**The problem**
Repeat word for word, please, only the lines of the material from the one containing "Target: pale yellow pancake surface" through its final line, both ends included.

**Available data**

--- --- ---

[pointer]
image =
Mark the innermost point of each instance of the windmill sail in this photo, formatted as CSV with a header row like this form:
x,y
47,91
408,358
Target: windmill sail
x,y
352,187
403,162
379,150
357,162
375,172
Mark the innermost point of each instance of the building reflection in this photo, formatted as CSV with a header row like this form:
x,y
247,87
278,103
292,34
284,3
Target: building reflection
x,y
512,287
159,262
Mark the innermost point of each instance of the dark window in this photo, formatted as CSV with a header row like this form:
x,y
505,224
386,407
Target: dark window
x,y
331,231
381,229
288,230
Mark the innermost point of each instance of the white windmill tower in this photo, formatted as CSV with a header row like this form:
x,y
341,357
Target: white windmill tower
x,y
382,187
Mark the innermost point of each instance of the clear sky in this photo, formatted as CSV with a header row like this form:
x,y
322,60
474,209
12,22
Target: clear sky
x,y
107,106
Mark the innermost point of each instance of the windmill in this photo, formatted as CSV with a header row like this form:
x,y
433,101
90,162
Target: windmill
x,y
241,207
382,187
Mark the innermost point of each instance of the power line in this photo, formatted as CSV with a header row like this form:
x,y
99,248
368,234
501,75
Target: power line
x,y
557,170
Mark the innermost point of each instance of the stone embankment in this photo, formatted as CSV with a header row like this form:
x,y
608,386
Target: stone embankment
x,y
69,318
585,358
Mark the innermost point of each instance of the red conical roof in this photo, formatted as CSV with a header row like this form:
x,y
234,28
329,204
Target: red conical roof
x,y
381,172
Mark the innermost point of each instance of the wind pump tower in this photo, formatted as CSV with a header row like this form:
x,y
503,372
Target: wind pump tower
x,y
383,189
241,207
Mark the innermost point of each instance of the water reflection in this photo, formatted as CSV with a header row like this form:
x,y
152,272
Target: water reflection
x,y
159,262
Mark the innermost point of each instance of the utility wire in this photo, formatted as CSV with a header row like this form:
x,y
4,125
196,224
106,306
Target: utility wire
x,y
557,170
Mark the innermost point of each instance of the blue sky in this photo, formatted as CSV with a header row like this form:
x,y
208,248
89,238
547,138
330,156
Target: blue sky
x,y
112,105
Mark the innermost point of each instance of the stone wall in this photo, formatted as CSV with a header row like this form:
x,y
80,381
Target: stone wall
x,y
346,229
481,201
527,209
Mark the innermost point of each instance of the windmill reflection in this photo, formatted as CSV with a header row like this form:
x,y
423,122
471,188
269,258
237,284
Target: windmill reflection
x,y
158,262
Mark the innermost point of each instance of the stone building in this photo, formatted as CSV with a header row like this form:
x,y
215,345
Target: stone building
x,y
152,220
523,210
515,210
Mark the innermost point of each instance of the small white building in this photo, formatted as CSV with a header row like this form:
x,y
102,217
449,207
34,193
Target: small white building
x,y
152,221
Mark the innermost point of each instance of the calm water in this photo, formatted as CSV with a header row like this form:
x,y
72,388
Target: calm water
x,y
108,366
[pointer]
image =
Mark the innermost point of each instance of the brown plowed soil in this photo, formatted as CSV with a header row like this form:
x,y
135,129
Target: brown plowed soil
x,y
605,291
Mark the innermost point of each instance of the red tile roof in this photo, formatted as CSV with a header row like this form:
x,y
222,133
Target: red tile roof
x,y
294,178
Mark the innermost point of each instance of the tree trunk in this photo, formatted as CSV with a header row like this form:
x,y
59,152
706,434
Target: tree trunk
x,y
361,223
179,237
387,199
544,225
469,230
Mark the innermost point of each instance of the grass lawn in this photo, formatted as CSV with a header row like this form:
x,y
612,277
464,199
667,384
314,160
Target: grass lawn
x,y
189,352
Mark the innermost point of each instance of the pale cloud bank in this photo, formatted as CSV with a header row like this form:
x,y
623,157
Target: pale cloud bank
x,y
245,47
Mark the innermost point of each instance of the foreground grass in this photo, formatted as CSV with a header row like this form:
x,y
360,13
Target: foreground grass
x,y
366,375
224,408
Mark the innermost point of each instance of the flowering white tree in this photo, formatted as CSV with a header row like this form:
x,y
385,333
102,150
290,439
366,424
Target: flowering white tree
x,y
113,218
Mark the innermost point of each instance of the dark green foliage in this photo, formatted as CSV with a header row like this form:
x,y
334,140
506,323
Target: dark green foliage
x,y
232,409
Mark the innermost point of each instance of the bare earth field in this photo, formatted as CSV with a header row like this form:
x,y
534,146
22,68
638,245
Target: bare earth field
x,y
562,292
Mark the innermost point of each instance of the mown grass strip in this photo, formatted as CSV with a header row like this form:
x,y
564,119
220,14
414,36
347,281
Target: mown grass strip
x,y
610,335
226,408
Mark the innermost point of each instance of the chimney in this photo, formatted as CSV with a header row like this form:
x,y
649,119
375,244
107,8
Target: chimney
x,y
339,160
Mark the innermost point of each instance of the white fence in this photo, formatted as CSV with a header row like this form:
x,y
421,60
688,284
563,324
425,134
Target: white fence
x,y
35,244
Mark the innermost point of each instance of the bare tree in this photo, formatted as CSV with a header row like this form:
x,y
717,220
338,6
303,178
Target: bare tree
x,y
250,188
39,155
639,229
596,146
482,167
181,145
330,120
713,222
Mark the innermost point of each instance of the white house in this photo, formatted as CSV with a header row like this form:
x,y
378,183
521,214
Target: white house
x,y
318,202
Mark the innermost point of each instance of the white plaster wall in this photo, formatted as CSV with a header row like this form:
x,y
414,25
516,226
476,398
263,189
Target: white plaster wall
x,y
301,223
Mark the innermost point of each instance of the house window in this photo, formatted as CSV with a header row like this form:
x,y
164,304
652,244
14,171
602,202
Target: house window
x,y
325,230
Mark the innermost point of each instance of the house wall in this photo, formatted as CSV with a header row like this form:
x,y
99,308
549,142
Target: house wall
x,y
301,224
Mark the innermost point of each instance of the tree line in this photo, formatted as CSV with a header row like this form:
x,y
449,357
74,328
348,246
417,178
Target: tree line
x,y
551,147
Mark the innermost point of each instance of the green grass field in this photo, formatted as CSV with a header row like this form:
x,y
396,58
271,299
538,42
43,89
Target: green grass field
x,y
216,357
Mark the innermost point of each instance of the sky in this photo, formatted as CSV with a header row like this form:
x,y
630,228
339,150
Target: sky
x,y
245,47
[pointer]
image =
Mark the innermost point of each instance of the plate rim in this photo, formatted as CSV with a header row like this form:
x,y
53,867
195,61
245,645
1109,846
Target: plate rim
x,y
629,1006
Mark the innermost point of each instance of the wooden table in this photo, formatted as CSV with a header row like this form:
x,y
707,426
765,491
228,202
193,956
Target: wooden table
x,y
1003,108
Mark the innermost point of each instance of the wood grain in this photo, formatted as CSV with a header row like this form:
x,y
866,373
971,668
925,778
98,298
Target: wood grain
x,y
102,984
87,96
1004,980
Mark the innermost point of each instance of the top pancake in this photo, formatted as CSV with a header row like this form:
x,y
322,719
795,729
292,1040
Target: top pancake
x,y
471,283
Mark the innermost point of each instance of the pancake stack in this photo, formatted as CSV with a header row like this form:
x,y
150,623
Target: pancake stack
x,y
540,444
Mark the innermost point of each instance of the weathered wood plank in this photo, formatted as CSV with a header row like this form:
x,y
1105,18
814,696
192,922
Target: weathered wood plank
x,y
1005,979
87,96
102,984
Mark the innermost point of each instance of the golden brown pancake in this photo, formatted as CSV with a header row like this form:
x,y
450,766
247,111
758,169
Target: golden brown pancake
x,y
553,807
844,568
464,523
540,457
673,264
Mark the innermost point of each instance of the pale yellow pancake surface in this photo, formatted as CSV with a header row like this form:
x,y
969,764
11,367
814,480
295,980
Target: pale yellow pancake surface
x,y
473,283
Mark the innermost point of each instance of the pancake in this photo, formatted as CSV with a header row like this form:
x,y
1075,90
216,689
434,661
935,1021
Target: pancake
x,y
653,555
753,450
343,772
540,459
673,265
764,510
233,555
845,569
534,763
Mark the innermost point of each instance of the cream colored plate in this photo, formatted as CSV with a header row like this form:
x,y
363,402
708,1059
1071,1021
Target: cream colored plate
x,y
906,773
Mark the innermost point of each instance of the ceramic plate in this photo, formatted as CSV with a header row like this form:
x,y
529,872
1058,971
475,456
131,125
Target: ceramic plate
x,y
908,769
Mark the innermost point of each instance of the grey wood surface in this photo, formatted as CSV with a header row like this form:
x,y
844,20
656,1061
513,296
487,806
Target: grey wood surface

--- --- ---

**Output of the exercise**
Target: pale yellow pancake surface
x,y
473,283
Mark the innermost point of each instance of the pancake in this photo, formatted as CSV with a header row like this form:
x,y
1075,90
216,689
434,661
935,1021
Target: pancake
x,y
653,555
753,450
343,772
540,459
673,265
764,510
233,555
845,569
534,763
Mark the innermost point of each instance of the cream colored plate in this photo, formatted as CSV with a header row like this form:
x,y
363,402
708,1059
1071,1021
Target: cream colored plate
x,y
906,773
Mark the innermost point of each instance of the ceramic plate in this photo, formatted as CSV with a header row like this form:
x,y
529,872
1058,971
475,456
131,125
Target: ceramic plate
x,y
908,769
Mark the innermost point of each instance of the grey wood surface in this photo, formatted as CSV with a header row like this form:
x,y
844,20
656,1061
513,296
487,806
Target: grey wood surface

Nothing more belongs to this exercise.